作業内容:
1. 水戸の大地の展示に関する文章を読んで、次の問いに答えてください。
(a) 展示は当初、何月何日まで開催される予定でしたか？
(b) 榎本武揚が「流星刀」の製作を依頼した刀工は誰ですか？
(c) 世界最古の石とされているものは何ですか？
2. 水戸の大地の展示に関する文章のうち、「41億~38億年前、地球に小」で始まり「な沖積低地が形成されました。」で終わる部分を、一字も変えずに書き写してください。

提示された文章:
_ _ _ _ _

水戸市立博物館で2月9日から始まり3月15日まで開催の、宇宙誕生から140億年間の水戸の歴史という壮大なテーマの展示が、新型コロナウイルスの影響のため3月1日で会期が終了となってしまいました。

宇宙科学、地質学、古生物学、考古学などの幅広い資料を一堂に集め、水戸の大地の成り立ちをたどる展示で、来館者も多く好評の企画でした。

榎本武揚(1836~1908)が明治31年富山県で発見された鉄隕石を購入し、刀工・岡吉國宗に製作を依頼した「流星刀」、世界各地でも大地を身近に感じる隕石を材料とした刀剣類が残っているそうです。大地に対する人類の憧憬を表すものといえるでしょう。

41億~38億年前、地球に小天体が衝突しマグマの海だった状態から、陸と海が形成された頃の地殻の痕跡、アカスタ片麻岩は世界最古の石です。

水戸の基盤岩は鶏足山塊(中生代)⇒水戸層(新第三紀)⇒見和層(第4紀)⇒上市礫層(第4紀)⇒関東ローム層の順に堆積しています。
こうしてできた水戸の地層は、約2万年前に海岸線が今より約120mも低くなり強い浸食作用によって現在の那珂川流域を中心に深い谷となりますが、その後海水面が上昇して土砂がたまり、那珂川下流域を中心に広大な沖積低地が形成されました。

_ _ _ _ _

記録データ:
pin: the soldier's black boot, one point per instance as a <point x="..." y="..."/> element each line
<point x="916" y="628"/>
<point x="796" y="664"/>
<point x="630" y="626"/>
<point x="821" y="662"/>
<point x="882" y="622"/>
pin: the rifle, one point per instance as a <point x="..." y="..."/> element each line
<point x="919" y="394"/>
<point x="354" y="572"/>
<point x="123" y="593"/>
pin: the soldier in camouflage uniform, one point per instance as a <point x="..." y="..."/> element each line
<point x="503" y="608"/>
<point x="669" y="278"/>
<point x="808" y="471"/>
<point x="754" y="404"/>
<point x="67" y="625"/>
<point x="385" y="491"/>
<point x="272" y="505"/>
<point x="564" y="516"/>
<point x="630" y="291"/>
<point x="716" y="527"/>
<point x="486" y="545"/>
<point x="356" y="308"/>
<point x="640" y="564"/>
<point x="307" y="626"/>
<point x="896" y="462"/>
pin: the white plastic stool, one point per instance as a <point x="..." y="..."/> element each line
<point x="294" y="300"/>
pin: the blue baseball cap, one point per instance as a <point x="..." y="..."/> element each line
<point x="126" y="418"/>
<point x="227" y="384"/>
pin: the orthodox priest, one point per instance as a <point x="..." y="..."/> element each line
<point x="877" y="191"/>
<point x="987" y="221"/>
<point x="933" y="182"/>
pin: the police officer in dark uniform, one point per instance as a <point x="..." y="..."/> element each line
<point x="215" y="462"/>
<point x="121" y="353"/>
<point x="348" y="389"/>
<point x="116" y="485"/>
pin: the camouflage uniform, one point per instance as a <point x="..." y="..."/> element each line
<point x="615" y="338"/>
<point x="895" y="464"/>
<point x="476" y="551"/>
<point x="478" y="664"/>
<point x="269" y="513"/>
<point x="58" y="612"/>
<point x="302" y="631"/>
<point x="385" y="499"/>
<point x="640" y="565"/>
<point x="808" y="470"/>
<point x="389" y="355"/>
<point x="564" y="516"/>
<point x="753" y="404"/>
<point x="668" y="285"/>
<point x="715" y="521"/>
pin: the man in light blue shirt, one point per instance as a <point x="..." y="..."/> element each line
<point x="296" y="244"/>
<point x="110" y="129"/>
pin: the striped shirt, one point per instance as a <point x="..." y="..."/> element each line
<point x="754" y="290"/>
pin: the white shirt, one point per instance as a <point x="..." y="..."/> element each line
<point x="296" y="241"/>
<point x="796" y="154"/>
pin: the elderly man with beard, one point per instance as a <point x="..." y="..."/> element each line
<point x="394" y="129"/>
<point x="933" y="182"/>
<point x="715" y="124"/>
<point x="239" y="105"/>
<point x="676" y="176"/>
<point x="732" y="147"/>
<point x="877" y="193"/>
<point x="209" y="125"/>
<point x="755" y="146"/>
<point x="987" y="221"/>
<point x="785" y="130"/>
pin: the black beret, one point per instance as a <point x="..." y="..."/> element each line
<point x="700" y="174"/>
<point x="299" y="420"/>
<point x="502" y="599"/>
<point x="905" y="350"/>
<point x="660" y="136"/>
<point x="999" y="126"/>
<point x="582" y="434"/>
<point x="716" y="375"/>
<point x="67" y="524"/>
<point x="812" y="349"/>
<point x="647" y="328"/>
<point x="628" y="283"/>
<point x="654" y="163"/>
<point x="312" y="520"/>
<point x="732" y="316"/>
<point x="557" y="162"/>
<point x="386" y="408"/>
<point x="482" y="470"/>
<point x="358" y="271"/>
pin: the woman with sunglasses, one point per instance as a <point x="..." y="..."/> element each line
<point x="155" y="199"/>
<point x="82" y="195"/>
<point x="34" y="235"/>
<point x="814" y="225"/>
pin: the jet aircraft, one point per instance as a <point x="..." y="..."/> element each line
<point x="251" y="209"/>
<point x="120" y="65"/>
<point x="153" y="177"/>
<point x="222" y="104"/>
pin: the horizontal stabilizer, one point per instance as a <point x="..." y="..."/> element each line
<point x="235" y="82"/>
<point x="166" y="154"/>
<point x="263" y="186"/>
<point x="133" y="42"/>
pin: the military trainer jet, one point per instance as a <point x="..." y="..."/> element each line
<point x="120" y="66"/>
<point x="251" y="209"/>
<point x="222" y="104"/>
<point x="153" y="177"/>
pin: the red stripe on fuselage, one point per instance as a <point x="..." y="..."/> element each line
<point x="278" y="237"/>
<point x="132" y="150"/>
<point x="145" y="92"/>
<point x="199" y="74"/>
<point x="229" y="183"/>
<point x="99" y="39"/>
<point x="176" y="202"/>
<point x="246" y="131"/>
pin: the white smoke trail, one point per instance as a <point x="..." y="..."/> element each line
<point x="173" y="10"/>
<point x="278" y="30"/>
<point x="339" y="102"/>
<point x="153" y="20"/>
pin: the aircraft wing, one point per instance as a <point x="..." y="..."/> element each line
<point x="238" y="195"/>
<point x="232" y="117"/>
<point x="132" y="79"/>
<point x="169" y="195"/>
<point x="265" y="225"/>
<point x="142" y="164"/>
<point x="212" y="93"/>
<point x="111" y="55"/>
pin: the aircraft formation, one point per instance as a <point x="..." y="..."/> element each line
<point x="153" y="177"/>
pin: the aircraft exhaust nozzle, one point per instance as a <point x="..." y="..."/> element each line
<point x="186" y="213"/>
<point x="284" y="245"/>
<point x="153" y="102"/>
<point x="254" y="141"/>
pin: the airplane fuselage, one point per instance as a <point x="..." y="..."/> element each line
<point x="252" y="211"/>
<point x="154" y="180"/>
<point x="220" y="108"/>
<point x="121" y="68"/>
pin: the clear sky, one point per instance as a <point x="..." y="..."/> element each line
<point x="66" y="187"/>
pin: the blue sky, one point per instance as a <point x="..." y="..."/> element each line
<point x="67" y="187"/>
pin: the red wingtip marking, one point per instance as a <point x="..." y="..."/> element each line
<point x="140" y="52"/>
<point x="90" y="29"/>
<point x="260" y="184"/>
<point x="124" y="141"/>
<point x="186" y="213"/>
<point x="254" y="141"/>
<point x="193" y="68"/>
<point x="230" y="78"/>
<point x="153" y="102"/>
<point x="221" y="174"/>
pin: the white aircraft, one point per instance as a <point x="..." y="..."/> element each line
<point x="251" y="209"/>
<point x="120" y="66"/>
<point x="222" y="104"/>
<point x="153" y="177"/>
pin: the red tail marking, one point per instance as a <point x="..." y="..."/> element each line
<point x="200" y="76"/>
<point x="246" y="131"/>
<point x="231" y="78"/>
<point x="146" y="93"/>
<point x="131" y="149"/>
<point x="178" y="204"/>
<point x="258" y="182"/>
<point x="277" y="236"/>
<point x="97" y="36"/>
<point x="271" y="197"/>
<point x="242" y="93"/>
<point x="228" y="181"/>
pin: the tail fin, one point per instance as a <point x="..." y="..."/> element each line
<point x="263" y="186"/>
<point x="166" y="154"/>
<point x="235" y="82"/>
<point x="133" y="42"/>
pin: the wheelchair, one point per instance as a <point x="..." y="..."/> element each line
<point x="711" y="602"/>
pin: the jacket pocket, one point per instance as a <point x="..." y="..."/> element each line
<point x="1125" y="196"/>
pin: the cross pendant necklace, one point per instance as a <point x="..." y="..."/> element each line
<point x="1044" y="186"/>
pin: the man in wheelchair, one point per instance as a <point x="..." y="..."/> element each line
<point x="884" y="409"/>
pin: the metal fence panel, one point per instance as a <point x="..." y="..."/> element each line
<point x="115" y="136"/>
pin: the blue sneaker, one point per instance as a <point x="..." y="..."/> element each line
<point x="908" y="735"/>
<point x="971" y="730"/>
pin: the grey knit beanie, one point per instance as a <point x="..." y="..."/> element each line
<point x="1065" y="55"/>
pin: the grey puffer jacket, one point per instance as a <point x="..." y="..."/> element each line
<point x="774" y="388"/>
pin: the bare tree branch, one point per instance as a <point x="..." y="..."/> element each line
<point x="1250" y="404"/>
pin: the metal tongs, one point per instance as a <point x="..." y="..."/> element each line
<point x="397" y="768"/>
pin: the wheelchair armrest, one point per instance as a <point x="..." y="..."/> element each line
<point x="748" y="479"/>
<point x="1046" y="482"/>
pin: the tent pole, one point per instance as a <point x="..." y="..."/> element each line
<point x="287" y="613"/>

_ _ _ _ _

各設問の解答:
1.
(a) 3月15日
(b) 岡吉國宗
(c) アカスタ片麻岩

2.
41億~38億年前、地球に小天体が衝突しマグマの海だった状態から、陸と海が形成された頃の地殻の痕跡、アカスタ片麻岩は世界最古の石です。

水戸の基盤岩は鶏足山塊(中生代)⇒水戸層(新第三紀)⇒見和層(第4紀)⇒上市礫層(第4紀)⇒関東ローム層の順に堆積しています。
こうしてできた水戸の地層は、約2万年前に海岸線が今より約120mも低くなり強い浸食作用によって現在の那珂川流域を中心に深い谷となりますが、その後海水面が上昇して土砂がたまり、那珂川下流域を中心に広大な沖積低地が形成されました。